### Objective A
Translate into Spanish this sentence from the Pillow bug report: "pillow 10.3.0 and 10.4.0 installed from git also work fine"
### Objective B
Answer these questions from the Pillow bug report:
(i) Which Pillow version opens the JPEG without trouble when installed from pip?
(ii) What message does the traceback's final line give?
(iii) Which plugin file, and which line in it, does the traceback name?
### Objective C
Write the next part of the Pillow bug report, picking up after its final line.

### Excerpted passage
OSError: broken data stream when using OpenJPEG 2.5.2
pillow 10.3.0 and 10.4.0 installed from pip fails to open jpeg from this zip archive pillow 10.2.0 works fine
pillow 10.3.0 and 10.4.0 installed from git also work fine
What did you do?
open jpeg from zip archive
What did you expect to happen?
jpeg is loaded successfully
What actually happened?
pillow 10.3.0 and 10.4.0 installed from pip raises OSError
steps to reproduce
this command
docker run --rm -i -v ./selfie-min.jpeg.zip:/selfie-min.jpeg.zip python /bin/bash -ex <<EOF
unzip /selfie-min.jpeg.zip
pip install pillow==10.3.0
python -m PIL.report
python -c 'from PIL import Image; Image.open("selfie-min.jpeg").load()'
EOF
raises
Traceback (most recent call last):
File "<string>", line 1, in <module>
File "/usr/local/lib/python3.12/site-packages/PIL/Jpeg2KImagePlugin.py", line 313, in load
return ImageFile.ImageFile.load(self)
^^^^^^^^^^^^^^^^^^^^^^^^^^^^^^
File "/usr/local/lib/python3.12/site-packages/PIL/ImageFile.py", line 310, in load
raise _get_oserror(err_code, encoder=False)
OSError: broken data stream when reading image file
while this code
docker run --rm -i -v ./selfie-min.jpeg.zip:/selfie-min.jpeg.zip python /bin/bash <<EOF
set -ex
unzip /selfie-min.jpeg.zip
pip install git+https://github.com/python-pillow/[email protected]
python -m PIL.report
python -c 'from PIL import Image; Image.open("selfie-min.jpeg").load()'
echo image loading successed
EOF
works fine
What are your OS, Python and Pillow versions?

### Dataset excerpts
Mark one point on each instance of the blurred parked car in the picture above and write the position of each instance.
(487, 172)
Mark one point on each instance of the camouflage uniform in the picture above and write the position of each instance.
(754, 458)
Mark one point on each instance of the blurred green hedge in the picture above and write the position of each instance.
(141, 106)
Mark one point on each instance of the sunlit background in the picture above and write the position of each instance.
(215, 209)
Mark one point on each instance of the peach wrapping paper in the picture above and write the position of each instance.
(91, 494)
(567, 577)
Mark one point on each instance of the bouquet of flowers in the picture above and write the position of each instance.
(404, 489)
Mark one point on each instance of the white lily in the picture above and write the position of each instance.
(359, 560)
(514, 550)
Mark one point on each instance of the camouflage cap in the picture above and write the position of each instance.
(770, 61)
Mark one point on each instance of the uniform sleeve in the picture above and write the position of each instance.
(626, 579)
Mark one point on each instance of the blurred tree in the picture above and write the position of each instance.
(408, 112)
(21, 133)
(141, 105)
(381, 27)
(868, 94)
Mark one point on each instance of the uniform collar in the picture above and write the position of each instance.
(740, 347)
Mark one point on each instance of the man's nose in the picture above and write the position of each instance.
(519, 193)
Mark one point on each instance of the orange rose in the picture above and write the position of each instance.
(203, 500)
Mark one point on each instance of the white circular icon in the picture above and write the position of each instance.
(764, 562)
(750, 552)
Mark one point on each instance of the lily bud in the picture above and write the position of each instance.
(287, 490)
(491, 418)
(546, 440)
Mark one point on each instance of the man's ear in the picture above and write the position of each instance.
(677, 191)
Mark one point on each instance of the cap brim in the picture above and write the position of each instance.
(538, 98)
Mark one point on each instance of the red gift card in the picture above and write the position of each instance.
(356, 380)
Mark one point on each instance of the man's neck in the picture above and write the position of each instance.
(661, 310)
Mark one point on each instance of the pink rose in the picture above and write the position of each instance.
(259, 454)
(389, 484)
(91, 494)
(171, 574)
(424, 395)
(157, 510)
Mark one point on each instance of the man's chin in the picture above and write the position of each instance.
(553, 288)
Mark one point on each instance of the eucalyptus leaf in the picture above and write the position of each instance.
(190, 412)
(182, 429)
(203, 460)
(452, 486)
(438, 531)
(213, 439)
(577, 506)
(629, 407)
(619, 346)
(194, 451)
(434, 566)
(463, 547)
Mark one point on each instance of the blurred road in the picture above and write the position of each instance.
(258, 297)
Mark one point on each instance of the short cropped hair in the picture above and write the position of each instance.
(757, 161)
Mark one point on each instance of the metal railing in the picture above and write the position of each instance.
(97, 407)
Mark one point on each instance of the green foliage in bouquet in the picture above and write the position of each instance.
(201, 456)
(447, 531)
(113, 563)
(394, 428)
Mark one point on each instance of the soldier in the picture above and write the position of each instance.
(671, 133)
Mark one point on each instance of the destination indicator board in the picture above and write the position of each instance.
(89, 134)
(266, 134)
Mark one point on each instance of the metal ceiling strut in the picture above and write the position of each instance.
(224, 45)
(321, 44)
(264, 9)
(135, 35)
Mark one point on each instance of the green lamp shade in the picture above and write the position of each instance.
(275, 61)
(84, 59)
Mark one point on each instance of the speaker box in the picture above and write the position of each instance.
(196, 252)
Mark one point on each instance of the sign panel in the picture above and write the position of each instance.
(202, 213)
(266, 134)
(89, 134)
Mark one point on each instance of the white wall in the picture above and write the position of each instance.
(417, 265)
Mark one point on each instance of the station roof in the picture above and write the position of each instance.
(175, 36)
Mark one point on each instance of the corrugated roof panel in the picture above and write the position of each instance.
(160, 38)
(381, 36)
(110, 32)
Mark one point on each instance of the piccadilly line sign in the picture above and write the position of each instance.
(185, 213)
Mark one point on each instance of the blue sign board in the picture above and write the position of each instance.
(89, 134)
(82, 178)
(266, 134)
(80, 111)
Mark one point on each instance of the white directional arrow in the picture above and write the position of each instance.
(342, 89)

...

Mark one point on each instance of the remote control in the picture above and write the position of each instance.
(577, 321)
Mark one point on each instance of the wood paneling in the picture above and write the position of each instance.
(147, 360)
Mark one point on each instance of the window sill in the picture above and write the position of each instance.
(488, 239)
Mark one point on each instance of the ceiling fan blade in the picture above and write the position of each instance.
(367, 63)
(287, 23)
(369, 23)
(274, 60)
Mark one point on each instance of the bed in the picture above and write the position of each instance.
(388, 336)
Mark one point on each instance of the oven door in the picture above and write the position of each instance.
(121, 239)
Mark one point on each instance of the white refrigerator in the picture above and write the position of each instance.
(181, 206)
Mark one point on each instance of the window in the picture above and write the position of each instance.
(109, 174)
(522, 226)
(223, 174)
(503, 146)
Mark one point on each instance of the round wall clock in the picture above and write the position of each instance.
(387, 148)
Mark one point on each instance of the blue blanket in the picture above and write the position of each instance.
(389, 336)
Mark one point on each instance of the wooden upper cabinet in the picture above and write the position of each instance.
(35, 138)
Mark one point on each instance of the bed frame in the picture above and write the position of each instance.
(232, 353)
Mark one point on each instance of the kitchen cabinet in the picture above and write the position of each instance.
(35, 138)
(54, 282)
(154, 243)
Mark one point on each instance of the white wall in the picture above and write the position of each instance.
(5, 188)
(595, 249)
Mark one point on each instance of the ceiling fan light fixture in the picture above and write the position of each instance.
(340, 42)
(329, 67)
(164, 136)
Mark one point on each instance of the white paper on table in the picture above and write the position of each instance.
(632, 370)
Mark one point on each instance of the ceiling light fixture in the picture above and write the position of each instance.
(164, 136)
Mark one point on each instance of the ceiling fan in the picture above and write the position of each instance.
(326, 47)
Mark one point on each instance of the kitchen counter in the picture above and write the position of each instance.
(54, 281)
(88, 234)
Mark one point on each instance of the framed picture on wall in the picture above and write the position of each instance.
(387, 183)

==

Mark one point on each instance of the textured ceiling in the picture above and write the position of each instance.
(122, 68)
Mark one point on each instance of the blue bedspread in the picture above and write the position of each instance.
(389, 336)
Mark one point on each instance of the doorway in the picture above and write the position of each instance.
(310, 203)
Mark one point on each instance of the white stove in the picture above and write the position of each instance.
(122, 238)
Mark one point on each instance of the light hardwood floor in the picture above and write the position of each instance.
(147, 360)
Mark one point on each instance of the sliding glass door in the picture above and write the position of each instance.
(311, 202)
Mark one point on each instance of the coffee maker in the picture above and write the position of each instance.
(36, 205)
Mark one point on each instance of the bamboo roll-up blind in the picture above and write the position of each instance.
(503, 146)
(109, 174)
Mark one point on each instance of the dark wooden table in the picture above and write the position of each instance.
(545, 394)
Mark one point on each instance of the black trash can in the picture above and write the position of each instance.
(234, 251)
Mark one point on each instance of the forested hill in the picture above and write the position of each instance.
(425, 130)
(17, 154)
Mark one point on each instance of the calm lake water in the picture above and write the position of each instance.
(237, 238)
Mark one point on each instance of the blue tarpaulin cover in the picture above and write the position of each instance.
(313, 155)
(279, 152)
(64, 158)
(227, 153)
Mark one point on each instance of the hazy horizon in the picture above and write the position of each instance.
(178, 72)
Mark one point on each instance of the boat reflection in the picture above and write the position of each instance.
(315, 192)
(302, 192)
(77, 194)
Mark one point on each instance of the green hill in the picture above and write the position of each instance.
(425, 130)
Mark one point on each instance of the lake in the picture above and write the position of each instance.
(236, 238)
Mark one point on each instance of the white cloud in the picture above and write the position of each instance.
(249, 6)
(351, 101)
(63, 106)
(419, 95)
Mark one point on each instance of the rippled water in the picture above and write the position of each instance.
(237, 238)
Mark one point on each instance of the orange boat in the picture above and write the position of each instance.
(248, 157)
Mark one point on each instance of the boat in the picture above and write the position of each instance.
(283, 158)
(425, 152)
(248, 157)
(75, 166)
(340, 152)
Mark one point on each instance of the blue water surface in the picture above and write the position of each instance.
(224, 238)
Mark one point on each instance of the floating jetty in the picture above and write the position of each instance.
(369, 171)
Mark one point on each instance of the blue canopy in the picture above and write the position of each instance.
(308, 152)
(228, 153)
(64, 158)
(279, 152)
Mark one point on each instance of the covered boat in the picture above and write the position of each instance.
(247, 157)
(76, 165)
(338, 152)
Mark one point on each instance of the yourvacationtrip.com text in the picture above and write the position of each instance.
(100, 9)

### Written answer A
pillow 10.3.0 y 10.4.0 instalados desde git también funcionan bien

### Written answer B
(i) Pillow 10.2.0
(ii) "OSError: broken data stream when reading image file"
(iii) Jpeg2KImagePlugin.py, line 313

### Written answer C
compilled from source
--------------------------------------------------------------------
--- PIL CORE support ok, compiled for 10.3.0
--- TKINTER support ok, loaded 8.6
--- FREETYPE2 support ok, loaded 2.12.1
--- LITTLECMS2 support ok, loaded 2.14
--- WEBP support ok, loaded 1.2.4
--- WEBP Transparency support ok
--- WEBPMUX support ok
--- WEBP Animation support ok
--- JPEG support ok, compiled for libjpeg-turbo 2.1.5
--- OPENJPEG (JPEG2000) support ok, loaded 2.5.0
--- ZLIB (PNG/ZIP) support ok, loaded 1.2.13
--- LIBTIFF support ok, loaded 4.5.0
*** RAQM (Bidirectional Text) support not installed
*** LIBIMAGEQUANT (Quantization method) support not installed
--- XCB (X protocol) support ok
--------------------------------------------------------------------
installed from pip
--------------------------------------------------------------------
--- PIL CORE support ok, compiled for 10.3.0
--- TKINTER support ok, loaded 8.6
--- FREETYPE2 support ok, loaded 2.13.2
--- LITTLECMS2 support ok, loaded 2.16
--- WEBP support ok, loaded 1.3.2
--- WEBP Transparency support ok
--- WEBPMUX support ok
--- WEBP Animation support ok
--- JPEG support ok, compiled for libjpeg-turbo 3.0.2
--- OPENJPEG (JPEG2000) support ok, loaded 2.5.2
--- ZLIB (PNG/ZIP) support ok, loaded 1.2.13
--- LIBTIFF support ok, loaded 4.6.0
--- RAQM (Bidirectional Text) support ok, loaded 0.10.1, fribidi 1.0.8, harfbuzz 8.4.0
*** LIBIMAGEQUANT (Quantization method) support not installed
--- XCB (X protocol) support ok
--------------------------------------------------------------------
I think if you use LOAD_TRUNCATED_IMAGES, you will be able to load the image in all of your environments.
from PIL import Image, ImageFile
ImageFile.LOAD_TRUNCATED_IMAGES = True
Image.open("selfie-min.jpeg").load()
I think if you use
LOAD_TRUNCATED_IMAGES, you will be able to load the image in all of your environments.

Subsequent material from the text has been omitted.